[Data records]
----

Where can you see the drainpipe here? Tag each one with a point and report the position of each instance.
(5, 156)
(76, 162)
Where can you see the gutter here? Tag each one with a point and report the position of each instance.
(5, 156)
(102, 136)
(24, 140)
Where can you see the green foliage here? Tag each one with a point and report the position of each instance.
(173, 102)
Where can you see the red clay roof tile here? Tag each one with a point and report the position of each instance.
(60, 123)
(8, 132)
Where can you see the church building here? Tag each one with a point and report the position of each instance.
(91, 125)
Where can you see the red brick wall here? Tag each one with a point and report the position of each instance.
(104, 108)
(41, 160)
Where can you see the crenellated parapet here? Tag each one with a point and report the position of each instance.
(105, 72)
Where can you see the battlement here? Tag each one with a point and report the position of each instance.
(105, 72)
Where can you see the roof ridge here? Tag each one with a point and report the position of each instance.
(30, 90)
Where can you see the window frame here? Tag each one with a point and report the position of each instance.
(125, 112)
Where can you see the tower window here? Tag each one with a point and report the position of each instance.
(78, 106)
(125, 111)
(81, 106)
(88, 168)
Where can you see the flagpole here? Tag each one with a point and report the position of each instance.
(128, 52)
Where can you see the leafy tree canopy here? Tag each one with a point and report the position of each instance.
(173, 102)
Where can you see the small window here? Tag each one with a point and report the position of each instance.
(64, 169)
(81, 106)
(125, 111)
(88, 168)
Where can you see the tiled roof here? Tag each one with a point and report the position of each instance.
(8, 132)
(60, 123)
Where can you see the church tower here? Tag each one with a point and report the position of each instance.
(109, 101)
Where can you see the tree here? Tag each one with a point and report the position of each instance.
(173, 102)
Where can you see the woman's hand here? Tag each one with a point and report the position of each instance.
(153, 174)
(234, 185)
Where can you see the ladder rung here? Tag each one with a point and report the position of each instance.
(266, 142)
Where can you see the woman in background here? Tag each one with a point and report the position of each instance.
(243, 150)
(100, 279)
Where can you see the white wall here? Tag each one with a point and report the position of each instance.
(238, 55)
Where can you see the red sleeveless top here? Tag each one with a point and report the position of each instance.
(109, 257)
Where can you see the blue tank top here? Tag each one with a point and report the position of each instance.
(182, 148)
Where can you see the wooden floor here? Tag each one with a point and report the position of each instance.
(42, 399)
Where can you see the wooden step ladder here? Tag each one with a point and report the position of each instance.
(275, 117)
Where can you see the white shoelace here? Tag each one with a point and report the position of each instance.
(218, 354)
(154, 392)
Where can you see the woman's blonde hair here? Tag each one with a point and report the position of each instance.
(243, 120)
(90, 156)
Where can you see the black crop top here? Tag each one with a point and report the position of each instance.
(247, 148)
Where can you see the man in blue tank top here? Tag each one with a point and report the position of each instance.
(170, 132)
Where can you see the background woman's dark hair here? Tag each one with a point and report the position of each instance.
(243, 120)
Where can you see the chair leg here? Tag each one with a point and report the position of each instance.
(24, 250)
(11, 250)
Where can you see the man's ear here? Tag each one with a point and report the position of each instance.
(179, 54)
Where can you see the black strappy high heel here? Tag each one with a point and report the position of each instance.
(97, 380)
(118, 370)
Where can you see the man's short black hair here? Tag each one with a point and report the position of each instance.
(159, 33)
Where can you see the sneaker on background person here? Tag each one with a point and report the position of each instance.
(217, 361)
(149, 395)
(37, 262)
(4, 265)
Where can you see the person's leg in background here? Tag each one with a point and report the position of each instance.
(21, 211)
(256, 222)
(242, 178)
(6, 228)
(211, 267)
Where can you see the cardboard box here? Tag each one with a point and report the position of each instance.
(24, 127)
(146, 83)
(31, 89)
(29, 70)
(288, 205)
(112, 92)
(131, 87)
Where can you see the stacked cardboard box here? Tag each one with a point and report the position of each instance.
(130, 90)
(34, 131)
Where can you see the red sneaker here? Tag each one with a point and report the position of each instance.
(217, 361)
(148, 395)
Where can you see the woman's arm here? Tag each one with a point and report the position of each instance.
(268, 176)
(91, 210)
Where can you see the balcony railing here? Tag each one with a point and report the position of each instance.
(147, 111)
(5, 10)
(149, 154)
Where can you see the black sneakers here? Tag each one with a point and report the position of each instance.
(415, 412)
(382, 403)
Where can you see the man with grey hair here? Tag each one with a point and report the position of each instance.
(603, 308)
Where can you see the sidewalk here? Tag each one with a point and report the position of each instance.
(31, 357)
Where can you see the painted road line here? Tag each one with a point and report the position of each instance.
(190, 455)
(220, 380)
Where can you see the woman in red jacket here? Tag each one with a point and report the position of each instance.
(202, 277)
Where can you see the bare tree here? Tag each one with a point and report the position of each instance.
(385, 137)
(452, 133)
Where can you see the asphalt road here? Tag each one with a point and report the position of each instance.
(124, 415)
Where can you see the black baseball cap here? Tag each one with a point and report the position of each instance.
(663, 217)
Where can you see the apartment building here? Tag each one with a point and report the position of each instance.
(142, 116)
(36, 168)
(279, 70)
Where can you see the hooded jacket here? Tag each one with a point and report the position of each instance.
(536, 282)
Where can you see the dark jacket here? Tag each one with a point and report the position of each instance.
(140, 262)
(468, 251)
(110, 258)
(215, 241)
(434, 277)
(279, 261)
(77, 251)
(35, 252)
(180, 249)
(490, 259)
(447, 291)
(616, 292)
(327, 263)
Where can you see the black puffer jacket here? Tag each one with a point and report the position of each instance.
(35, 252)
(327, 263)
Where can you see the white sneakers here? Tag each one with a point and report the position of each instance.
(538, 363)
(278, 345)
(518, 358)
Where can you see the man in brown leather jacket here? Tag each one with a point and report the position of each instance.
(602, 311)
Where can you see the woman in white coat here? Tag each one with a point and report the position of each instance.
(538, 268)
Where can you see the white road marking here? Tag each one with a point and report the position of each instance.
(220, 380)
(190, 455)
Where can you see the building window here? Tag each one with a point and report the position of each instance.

----

__AIM OF THE EXERCISE__
Copy the data above in full, character for character.

__RESPONSE TO THE EXERCISE__
Where can you see the drainpipe here? Tag each one with a point and report the position of each instance.
(5, 156)
(76, 162)
Where can you see the gutter here? Tag each one with a point and report the position of each instance.
(5, 156)
(102, 136)
(24, 140)
Where can you see the green foliage here? Tag each one with a point and report the position of each instance.
(173, 102)
Where can you see the red clay roof tile here? Tag each one with a point and report the position of each instance.
(60, 123)
(8, 132)
Where can you see the church building here? Tag each one with a point and report the position of each instance.
(91, 125)
Where can you see the red brick wall here? Tag each one with a point and report the position of each instance.
(104, 108)
(41, 160)
Where can you see the crenellated parapet here? Tag each one with a point and report the position of each instance.
(105, 72)
Where can you see the battlement here? Tag each one with a point and report the position of each instance.
(105, 72)
Where can you see the roof ridge here? Tag each one with a point and report the position of each instance.
(30, 90)
Where can you see the window frame here? Tag each one with a point and report the position of each instance.
(125, 112)
Where can you see the tower window here? Tag each one with a point and report the position of each instance.
(78, 106)
(125, 111)
(81, 106)
(88, 168)
Where can you see the flagpole here? Tag each one with a point and report the position of each instance.
(128, 52)
Where can you see the leafy tree canopy here? Tag each one with a point and report the position of each instance.
(173, 102)
Where can you see the small window here? Tag each one with a point and report the position of each instance.
(64, 169)
(81, 106)
(125, 111)
(88, 168)
Where can you see the tiled roof here? Tag each one with a point and report the position of each instance.
(8, 132)
(60, 123)
Where can you see the church tower here? Tag each one with a point and report the position of each instance.
(109, 101)
Where can you see the tree here? Tag each one with a point and report the position of each instance.
(173, 102)
Where can you see the woman's hand here? Tag each one with a point and report the position of each instance.
(153, 174)
(234, 185)
Where can you see the ladder rung here? Tag each one with a point and report the position of each instance.
(266, 142)
Where can you see the woman in background here? Tag each one with a point and report the position of each instance.
(243, 150)
(100, 279)
Where can you see the white wall here? Tag each one with a point and report the position of each instance.
(238, 55)
Where can you see the red sleeveless top here? Tag each one with a point and report the position of each instance.
(109, 257)
Where can you see the blue tank top here? Tag each one with a point and report the position of each instance.
(182, 148)
Where can you see the wooden floor here? Tag each one with a point and report the position of each instance.
(42, 399)
Where can you see the wooden step ladder here? Tag each one with a point and report the position of each instance.
(275, 117)
Where can you see the white shoelace here? Tag each one with a point and report the position of each instance.
(218, 354)
(154, 392)
Where can you see the woman's blonde hair here? Tag each one with a point and report the position of each instance.
(243, 120)
(90, 156)
Where can you see the black crop top here? Tag each one with a point and report the position of each instance.
(247, 148)
Where can you see the man in blue tank top here? Tag each one with a point and report the position of each instance.
(170, 132)
Where can you see the background woman's dark hair here? Tag each one with a point and report the position of each instance.
(243, 120)
Where can you see the chair leg here? Tag each one with a point and report the position of each instance.
(24, 250)
(11, 250)
Where can you see the man's ear here? Tag each one with a point and report the position of each instance.
(179, 54)
Where can you see the black strappy high heel here? Tag each one with a point and report the position of each instance.
(97, 380)
(118, 370)
Where can you see the man's short black hair here? Tag each one with a point and report the position of each instance.
(159, 33)
Where can you see the sneaker on background person here? Tag each one with a point and report the position of each instance.
(217, 361)
(149, 395)
(37, 262)
(4, 265)
Where can you see the person's leg in background here? Tag each one with a point and report the position of each instance.
(21, 211)
(256, 222)
(242, 178)
(6, 228)
(211, 267)
Where can you see the cardboard box here? Tag each one with a point and report the position of each instance.
(24, 127)
(146, 83)
(31, 89)
(29, 70)
(288, 205)
(112, 92)
(131, 87)
Where can you see the stacked cardboard box here? Tag each one with a point and report the position of each instance.
(130, 90)
(34, 131)
Where can you see the red sneaker here? Tag each one with a point and report the position of each instance.
(217, 361)
(148, 395)
Where can you see the woman's arm here? Tag each one with a point and report the position of each instance.
(268, 176)
(91, 210)
Where can you see the balcony railing here? Tag each one with a point and report the position of each instance.
(147, 111)
(5, 10)
(149, 154)
Where can you see the black sneakers here? Tag each one with a point and report the position of each instance.
(415, 412)
(382, 403)
Where can you see the man with grey hair here? Tag each one with a point and report the position of each instance.
(603, 308)
Where can you see the sidewalk here? Tag each one with a point and report the position of each instance.
(31, 357)
Where can you see the painted road line here? Tag each one with a point and report the position of each instance.
(190, 455)
(220, 380)
Where can you see the woman in red jacket here? Tag each one with a point and report the position of each instance.
(202, 277)
Where can you see the bare tree here? Tag each one with a point and report the position of each instance.
(385, 137)
(452, 133)
Where can you see the asphalt road here? Tag each one with a point and report the position of each instance.
(124, 415)
Where can you see the black baseball cap here? Tag each one with a point and report the position of each instance.
(663, 217)
Where can you see the apartment building here? Tag each one with a point and report the position of each instance.
(142, 116)
(36, 168)
(279, 70)
Where can you see the hooded jacket here? Tag each one with a point and report the position of each instance.
(536, 282)
Where can you see the dark jacket here? Tag each one with a point and report the position of each instance.
(140, 262)
(468, 251)
(110, 258)
(215, 241)
(434, 277)
(279, 261)
(77, 251)
(35, 252)
(180, 249)
(490, 259)
(447, 291)
(616, 292)
(327, 263)
Where can you see the black puffer jacket here? Tag each one with a point and report the position of each instance.
(35, 252)
(327, 263)
Where can you see the white sneakers here? Tag each one with a point and report the position of each instance.
(538, 363)
(278, 345)
(518, 358)
Where can you see the man in brown leather jacket here? Tag each one with a point and report the position of each instance.
(602, 311)
Where can you see the woman in white coat here? Tag each one with a point and report the position of each instance.
(538, 268)
Where can you see the white road marking here? Tag each one with a point and report the position of each instance.
(220, 380)
(190, 455)
Where can you see the building window here? Tag each one with a point and report the position of each instance.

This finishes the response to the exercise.